TEXT SEGMENT

%%

Meet affiliated faculty Jose-Benito Rosales Chavez

In this series, we’re sitting down with the Swette Center affiliated faculty to catch up on food systems, innovation, and what makes a good meal. See the rest of the series on our Food Systems Profiles page.

Read on for an interview with Jose-Benito Rosales Chavez, Assistant Professor at the School of Geographical Sciences & Urban Planning and Senior Global Futures Scientist. 

1) How did you get interested in food systems issues? 

It's personal for me. I grew up in Mexico and moved to the States when I was 14. From my experience growing up in Mexico, I’ve noticed that their food system is much more diverse than what we have here in the US. My family was low-income and during the last couple of years before we moved to the US, we had trouble getting food. Not because we didn't have access to food venues since there were plenty of them available: there were supermarkets, grocery stores, family owned stores, and a lot of healthy food available. We also had what we call farmers markets in the US - we call them tianguis in Mexico. We had street food vendors selling food that is culturally relevant, like tacos and other good stuff that is relatively healthy. But the problem for my family was that we didn't have enough income to buy that. We relied a lot on remittances. My step-dad would send us money from the US to Mexico. But times were hard. It got to a point where the money wasn't coming in. In addition to remittances, we used to sell products or items like construction tools at a local swap meet. These were items my step-dad would bring with him once a year when he came back to Mexico to visit us. However, there were times when we ran out of merchandise, so we didn't have much to sell and that limited how much money we had for food.

%%

SUPPLIED DATA

%%

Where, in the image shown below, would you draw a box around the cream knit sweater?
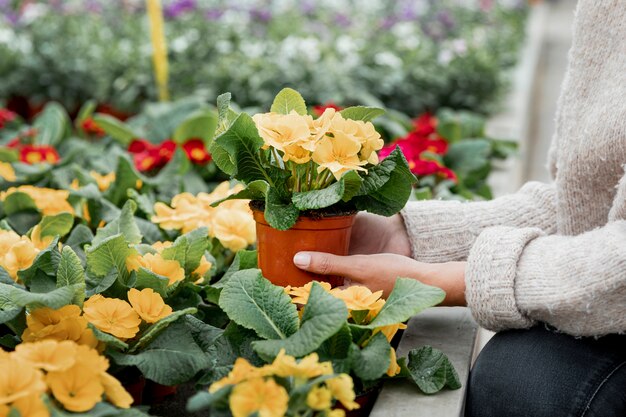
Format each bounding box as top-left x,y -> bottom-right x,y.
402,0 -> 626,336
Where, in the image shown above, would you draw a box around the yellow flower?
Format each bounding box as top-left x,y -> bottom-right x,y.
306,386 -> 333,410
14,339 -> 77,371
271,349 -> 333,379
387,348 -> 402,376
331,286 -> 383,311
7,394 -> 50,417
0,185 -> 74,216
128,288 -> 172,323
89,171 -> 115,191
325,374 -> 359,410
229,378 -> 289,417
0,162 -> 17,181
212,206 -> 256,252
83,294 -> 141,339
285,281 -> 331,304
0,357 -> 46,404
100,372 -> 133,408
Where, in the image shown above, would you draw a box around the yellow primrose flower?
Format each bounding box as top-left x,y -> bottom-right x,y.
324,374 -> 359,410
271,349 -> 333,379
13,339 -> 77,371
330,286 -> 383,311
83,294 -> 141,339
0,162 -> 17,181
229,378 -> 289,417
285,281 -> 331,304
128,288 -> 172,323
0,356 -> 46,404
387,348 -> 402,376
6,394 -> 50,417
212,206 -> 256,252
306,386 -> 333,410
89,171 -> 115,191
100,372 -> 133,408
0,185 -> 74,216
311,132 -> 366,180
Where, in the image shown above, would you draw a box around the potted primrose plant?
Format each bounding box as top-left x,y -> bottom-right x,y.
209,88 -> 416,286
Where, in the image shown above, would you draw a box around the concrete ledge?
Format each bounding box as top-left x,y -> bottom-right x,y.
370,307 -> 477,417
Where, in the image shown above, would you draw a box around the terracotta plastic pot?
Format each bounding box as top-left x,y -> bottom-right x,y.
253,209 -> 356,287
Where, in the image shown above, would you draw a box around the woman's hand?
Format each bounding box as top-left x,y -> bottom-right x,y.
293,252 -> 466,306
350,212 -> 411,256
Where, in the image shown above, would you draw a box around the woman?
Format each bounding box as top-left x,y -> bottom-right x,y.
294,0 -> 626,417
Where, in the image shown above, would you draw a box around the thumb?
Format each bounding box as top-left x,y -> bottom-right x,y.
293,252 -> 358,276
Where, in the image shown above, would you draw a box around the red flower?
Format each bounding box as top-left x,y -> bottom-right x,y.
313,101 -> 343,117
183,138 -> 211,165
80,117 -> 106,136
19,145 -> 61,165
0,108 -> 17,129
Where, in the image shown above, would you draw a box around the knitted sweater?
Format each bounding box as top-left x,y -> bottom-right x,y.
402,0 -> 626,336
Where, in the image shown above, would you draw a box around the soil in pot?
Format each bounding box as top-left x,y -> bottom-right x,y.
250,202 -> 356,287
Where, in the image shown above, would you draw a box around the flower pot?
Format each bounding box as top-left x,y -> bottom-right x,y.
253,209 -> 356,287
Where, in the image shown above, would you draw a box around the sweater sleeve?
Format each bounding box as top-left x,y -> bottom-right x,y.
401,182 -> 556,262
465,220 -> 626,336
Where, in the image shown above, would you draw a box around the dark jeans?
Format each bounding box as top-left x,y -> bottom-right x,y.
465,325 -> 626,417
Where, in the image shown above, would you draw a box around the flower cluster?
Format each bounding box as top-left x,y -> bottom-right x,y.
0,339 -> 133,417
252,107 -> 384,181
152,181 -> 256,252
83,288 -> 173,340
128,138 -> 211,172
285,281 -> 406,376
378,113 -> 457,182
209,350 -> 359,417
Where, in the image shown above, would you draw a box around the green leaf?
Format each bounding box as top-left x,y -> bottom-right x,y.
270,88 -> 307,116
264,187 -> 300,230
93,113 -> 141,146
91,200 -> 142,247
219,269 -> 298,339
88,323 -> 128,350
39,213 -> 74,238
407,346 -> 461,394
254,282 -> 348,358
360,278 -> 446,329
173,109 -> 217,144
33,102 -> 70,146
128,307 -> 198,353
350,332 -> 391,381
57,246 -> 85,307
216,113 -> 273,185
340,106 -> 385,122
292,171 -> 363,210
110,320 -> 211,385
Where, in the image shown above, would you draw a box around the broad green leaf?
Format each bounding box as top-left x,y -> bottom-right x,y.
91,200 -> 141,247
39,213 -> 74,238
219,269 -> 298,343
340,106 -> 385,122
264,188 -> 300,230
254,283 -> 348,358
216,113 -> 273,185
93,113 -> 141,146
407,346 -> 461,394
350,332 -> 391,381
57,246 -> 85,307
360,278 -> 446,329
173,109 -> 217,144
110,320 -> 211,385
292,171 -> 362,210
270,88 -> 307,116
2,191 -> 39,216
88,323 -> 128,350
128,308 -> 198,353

%%

TASKS TO CARRY OUT
a - Translate this sentence from the food systems interview into Spanish: "We relied a lot on remittances."
b - Carry the interview with Jose-Benito Rosales Chavez forward from its final sentence, keeping his voice and first-person account.

TASK RESULTS
a - Dependíamos mucho de las remesas.

b -
Those were the times we struggled with food access. I was 12 at the time. I didn't really know why we didn’t have food. There was food around us, but we just couldn't get that into our house to be able to eat it. Then things changed a little bit when the family decided to move to the US a couple years later. My mom had just had a new baby and now we were getting benefits through the government. We had WIC and SNAP benefits (they were called food stamps back then), so we had extra income. We still were considered a low-income family, but we had government supported benefits. Unlike in Mexico, we moved to an environment where we didn't have the diversity of food we had before. Now, the closest thing was an American supermarket, a convenience store and a gas station. Being new to the US, a lot of the food that the supermarket sold wasn't relevant to us. We didn't know how to cook some of the food. A lot of food was processed, so that was another challenge too. The supermarket ended up closing soon after we moved to the US. One of the arguments that the supermarket made was that they were not making enough money to remain open, so they shut down. Once the market closed down, we had to find a different grocery store. The closest Mexican or Latino grocery store was about a three or four mile walk. My stepdad had a car, but he used it to drive to work, leaving us without a vehicle. We had to walk to the store and then walk back with the cart full of items that we could buy through the benefits that we had.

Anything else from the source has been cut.